**What to do**
Print all of the data exactly.

**Source material**

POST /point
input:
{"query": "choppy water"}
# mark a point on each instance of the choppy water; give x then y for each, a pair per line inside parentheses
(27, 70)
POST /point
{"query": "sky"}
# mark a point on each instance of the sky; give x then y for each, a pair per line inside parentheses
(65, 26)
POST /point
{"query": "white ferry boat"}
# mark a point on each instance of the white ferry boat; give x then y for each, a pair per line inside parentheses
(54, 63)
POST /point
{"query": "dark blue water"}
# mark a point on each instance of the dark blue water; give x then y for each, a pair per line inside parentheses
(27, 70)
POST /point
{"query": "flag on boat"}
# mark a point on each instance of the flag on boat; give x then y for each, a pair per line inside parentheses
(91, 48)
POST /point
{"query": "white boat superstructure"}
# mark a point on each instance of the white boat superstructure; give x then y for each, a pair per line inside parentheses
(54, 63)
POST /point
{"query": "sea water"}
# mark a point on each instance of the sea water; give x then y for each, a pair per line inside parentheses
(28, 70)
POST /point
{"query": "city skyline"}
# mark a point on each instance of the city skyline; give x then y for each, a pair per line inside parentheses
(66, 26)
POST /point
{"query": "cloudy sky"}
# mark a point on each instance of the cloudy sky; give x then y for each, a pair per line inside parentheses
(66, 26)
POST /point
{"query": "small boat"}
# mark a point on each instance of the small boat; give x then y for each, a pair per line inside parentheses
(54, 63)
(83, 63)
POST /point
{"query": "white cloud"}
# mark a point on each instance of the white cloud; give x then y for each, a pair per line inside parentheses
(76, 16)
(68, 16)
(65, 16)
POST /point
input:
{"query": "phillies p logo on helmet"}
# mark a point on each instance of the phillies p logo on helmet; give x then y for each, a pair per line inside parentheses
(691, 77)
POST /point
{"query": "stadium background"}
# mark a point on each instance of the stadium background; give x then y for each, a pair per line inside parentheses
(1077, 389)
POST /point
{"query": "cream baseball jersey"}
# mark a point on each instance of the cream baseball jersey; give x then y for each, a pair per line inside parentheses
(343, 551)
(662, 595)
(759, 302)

**Right answer**
POST /point
input:
{"query": "choppy water"}
# mark a point on each instance of the choppy water; give x then y for each, a pair per line inside parentheses
(27, 70)
POST /point
{"query": "sky"}
# mark a point on each instance of the sky; give x then y for each, a pair per line inside parentheses
(65, 26)
POST /point
{"query": "white ferry boat"}
# mark a point on each instance of the white ferry boat; give x then y for each, a pair per line inside parentheses
(54, 63)
POST /point
{"query": "dark blue water"}
# mark a point on each instance of the dark blue water; give x then y for each, a pair per line inside parentheses
(27, 70)
POST /point
{"query": "flag on boat"}
# mark a point on each instance of the flag on boat; give x then y for each, a pair per line inside parentheses
(91, 48)
POST /point
{"query": "white boat superstructure"}
# mark a point on each instance of the white boat superstructure; give x then y for each, a pair per line inside parentheses
(54, 63)
POST /point
{"query": "sea water"}
# mark a point on each instance of the sea water; give x then y for each, a pair per line inside parentheses
(28, 70)
POST /point
{"query": "city skyline"}
# mark a point on each instance of the city skyline; give x then y for each, a pair per line inside parentheses
(66, 26)
POST /point
{"query": "cloudy sky"}
# mark a point on each instance of the cloudy sky; give x then y for each, a pair per line inside parentheses
(66, 26)
POST /point
{"query": "small boat"}
# mark a point on each instance of the small boat; give x then y for each, a pair per line inside parentheses
(54, 63)
(83, 63)
POST /point
{"query": "white cloud"}
# mark a point on each instance of the white cloud; give x then y for each, a pair per line inside parentheses
(76, 16)
(68, 16)
(65, 16)
POST /point
input:
{"query": "phillies p logo on helmet"}
# mark a point on each instance of the phillies p logo on helmet; give x then y for each, a pair per line inside parentheses
(691, 77)
POST /point
{"query": "stadium background"}
# mark a point on each instance of the stadium background; give x then y for each, a pair per line inside parentheses
(1077, 389)
POST /point
{"query": "cream baseball jersey"}
# mark a point on each instance of the cream baseball jersey; give x then y for each, a pair per line inside parentheses
(343, 551)
(662, 595)
(759, 302)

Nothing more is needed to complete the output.